DEAD/H (Asp-Glu-Ala-Asp/His) box helicase, DDX11 is a RNA helicase thought to be involved in genome stability. It is located at the 12p11.21 locus that associated with SLE in two GWAS. Moreover, DDX11 was found to be downregulated in SLE in multiple expression datasets and this finding was confirmed with qPCR in SLE monocytes. These findings confirm DDX11, a DNA helicase, as a novel SLE gene. DDX11 mutations cause the Warsaw Breakage Syndrome (WABS), an autosomal recessive cohesinopathy with the clinical triad of severe congenital microcephaly, growth restriction, and sensorineural hearing loss (Eppley et al., 2017). WABS shows features of genome instability similar to Fanconi anemia (FA). Several genes are involved in the FA pathway which is critical to DNA repair of interstrand crosslinks (ICL). DDX11 functions as a FA pathway backup and its deficiency leads to impaired ICL repair (Abe et al., 2018). Moreover, DDX11 plays an important role in B-cell immunoglobulin (Ig) diversification (Abe et al., 2018) which makes it an even more interesting candidate gene for SLE. Inhibition of DDX11 expression led to extensive apoptosis in melanoma cells (Bhattacharya et al. 2012). Previously, another melanoma associated gene, Melanoma differentiation antigen 5 (MDA5), has been shown to be important in SLE (Saeed, 2017a).
Though DDX11 was the only gene the present study could confirm as significant in SLE, we identified several other candidate genes as well. These include NRF1, TTC9 and BARHL1, which need additional data for verification. Hence, replication based genomic convergence approach with OASIS, and expression studies can help identify novel SLE genes. Measuring DDX11 expression by qPCR in monocytes from SLE patients as described here, can potentially be used as a clinically useful predictive marker for SLE. This may allow early recognition and treatment of SLE possible and may significantly impact prevention of SLE complications.
Methods
Datasets
GWAS datasets were obtained online from dbGAP repository. Meta-analysis of two SLE datasets, phs000202 (Harley et al 2008) and phs000122 (Hom et al. 2008), was conducted using OASIS (Saeed, 2017b). The dataset phs000202 consisted of 706 SLE females and 353 controls and was used for screening (Harley et al 2008), while phs000122, comprising of 1435 SLE cases and 3583 controls genotyped for 500K single nucleotide polymorphisms (SNPs), was used as the replication dataset (Hom et al. 2008). SNIPPER was used to identify genes in OASIS loci. This list of reference genes was tested in 3 GEO datasets (GSE30153, GSE13887, GSE10325) for expression. Two datasets (GSE30153, GSE13887) had SLE cases and healthy controls whereas GSE10325 had three cellular fractions (T, B cells and Monocytes) resulting in 3 additional datasets (GSE10325: T, B, M). A fourth gene-expression dataset, GSE50395, from Cordoba, Spain was used for validation (Perez-Sanchez et al, 2015). However, the expression analysis comparing SLE with healthy controls is new. Figure 1 details the methodology for gene discovery.
eQTL Analysis and qPCR
Significant SNPs in loci harboring differentially expressed genes in SLE were tested using Blood eQTL Browser (expression quantitative trait loci) (Westra et al., 2013). We confirmed the expression of DDX11 using qPCR on monocytes of 12 healthy donors and 12 SLE patients from Cordoba, Spain. Specific primers for DDX11 were previously reported (Hormaechea-Agulla et al, 2017).

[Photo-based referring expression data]
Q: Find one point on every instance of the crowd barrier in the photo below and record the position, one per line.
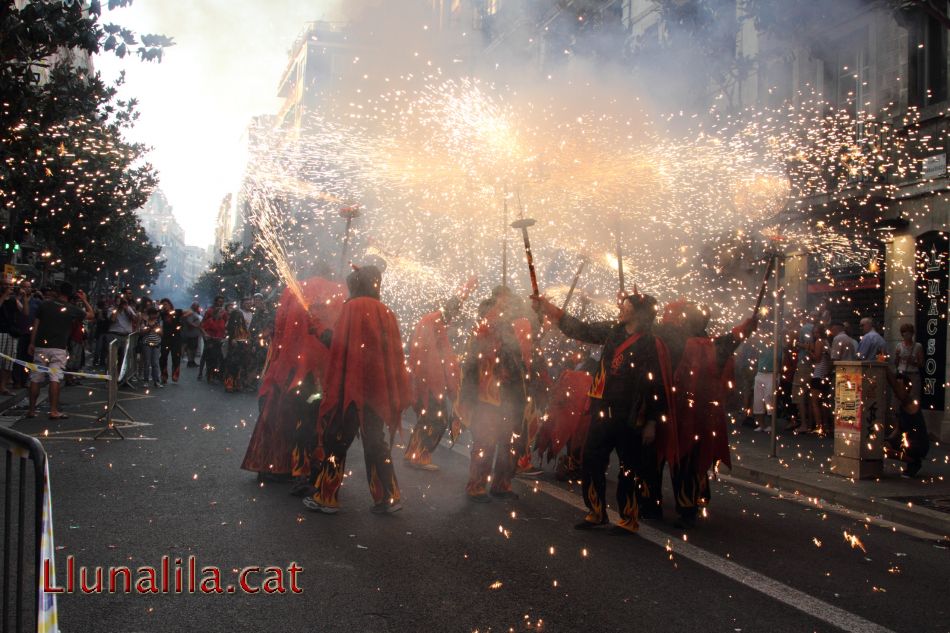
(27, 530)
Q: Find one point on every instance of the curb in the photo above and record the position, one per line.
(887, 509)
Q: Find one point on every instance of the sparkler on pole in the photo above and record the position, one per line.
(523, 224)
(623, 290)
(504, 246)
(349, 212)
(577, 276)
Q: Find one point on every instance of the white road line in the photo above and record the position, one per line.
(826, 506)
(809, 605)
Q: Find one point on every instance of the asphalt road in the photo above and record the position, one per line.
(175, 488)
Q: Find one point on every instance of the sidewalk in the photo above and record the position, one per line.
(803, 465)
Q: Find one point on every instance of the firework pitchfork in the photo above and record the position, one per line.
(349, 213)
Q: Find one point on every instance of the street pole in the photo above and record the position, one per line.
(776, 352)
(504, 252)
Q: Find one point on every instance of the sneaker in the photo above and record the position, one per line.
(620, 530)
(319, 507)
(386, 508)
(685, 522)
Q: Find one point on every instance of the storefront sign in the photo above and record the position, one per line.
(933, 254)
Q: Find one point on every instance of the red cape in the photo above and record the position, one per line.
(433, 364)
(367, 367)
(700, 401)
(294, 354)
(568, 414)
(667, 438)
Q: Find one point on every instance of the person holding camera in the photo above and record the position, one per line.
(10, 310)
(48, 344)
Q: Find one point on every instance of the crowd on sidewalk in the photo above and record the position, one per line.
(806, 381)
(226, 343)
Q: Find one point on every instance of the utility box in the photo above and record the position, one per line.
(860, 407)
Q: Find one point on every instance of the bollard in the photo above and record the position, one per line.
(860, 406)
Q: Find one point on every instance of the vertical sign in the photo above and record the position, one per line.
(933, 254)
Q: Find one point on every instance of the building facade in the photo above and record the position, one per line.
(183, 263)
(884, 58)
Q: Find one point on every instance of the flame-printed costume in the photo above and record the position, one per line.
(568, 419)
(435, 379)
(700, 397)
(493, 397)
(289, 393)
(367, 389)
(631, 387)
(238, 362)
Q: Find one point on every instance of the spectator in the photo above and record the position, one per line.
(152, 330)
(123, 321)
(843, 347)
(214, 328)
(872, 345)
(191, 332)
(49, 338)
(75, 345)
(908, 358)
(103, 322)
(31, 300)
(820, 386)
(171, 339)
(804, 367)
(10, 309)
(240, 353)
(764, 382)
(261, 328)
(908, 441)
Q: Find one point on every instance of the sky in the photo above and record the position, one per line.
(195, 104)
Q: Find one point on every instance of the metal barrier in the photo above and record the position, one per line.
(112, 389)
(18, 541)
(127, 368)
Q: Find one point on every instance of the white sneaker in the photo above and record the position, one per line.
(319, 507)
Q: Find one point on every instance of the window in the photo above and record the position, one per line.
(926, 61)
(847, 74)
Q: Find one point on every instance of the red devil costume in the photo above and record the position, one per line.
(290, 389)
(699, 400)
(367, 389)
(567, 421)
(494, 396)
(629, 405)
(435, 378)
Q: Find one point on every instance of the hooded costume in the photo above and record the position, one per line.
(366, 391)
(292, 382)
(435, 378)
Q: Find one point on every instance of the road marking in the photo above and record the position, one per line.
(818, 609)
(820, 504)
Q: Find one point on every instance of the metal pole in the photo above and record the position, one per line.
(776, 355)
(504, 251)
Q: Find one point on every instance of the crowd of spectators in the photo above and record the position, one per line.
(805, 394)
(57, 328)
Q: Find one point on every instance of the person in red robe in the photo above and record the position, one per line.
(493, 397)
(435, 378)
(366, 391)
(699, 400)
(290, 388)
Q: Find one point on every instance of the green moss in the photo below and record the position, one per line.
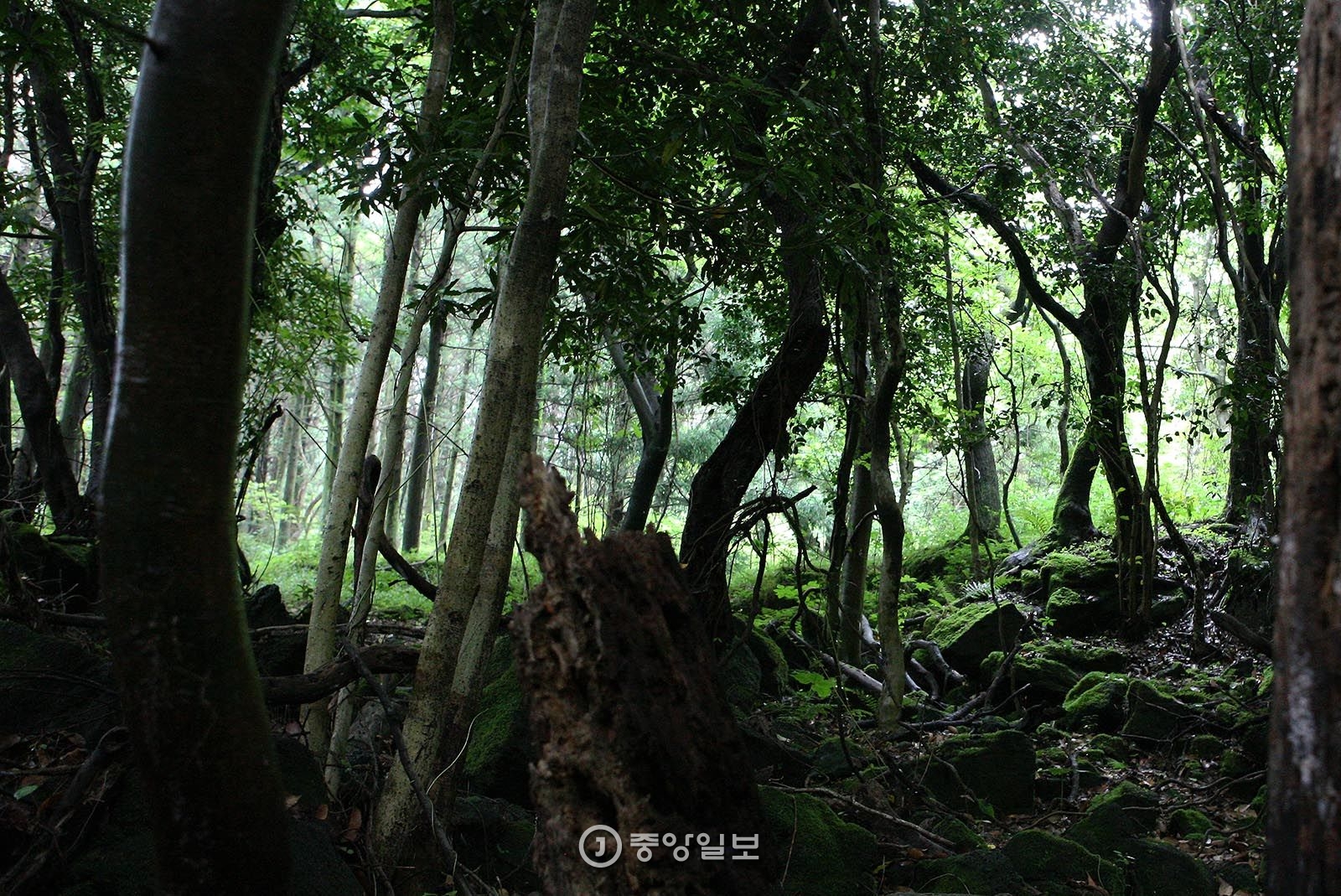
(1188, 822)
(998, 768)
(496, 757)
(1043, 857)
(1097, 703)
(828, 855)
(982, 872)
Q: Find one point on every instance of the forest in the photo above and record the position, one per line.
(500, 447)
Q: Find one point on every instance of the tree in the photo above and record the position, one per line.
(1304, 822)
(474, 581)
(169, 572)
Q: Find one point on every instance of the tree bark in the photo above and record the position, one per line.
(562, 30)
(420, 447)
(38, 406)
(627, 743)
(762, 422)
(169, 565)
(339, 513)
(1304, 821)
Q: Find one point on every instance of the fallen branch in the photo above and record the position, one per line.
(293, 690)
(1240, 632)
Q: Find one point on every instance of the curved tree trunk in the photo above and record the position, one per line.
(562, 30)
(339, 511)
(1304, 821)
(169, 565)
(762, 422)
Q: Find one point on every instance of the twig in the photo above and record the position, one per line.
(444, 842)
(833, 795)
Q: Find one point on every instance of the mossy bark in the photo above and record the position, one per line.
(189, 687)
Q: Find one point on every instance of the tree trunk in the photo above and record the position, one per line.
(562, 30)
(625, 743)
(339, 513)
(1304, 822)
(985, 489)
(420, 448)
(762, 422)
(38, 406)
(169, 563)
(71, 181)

▶ [Task]:
Answer these from the text on DDX11 and SLE:
(a) How many SLE cases and how many controls made up the replication dataset phs000122?
(b) What three features form the clinical triad of Warsaw Breakage Syndrome?
(c) How many healthy donors and how many SLE patients gave the monocytes used to confirm DDX11 expression by qPCR?

▶ [Task answer]:
(a) 1435 SLE cases and 3583 controls
(b) Severe congenital microcephaly, growth restriction, and sensorineural hearing loss
(c) 12 healthy donors and 12 SLE patients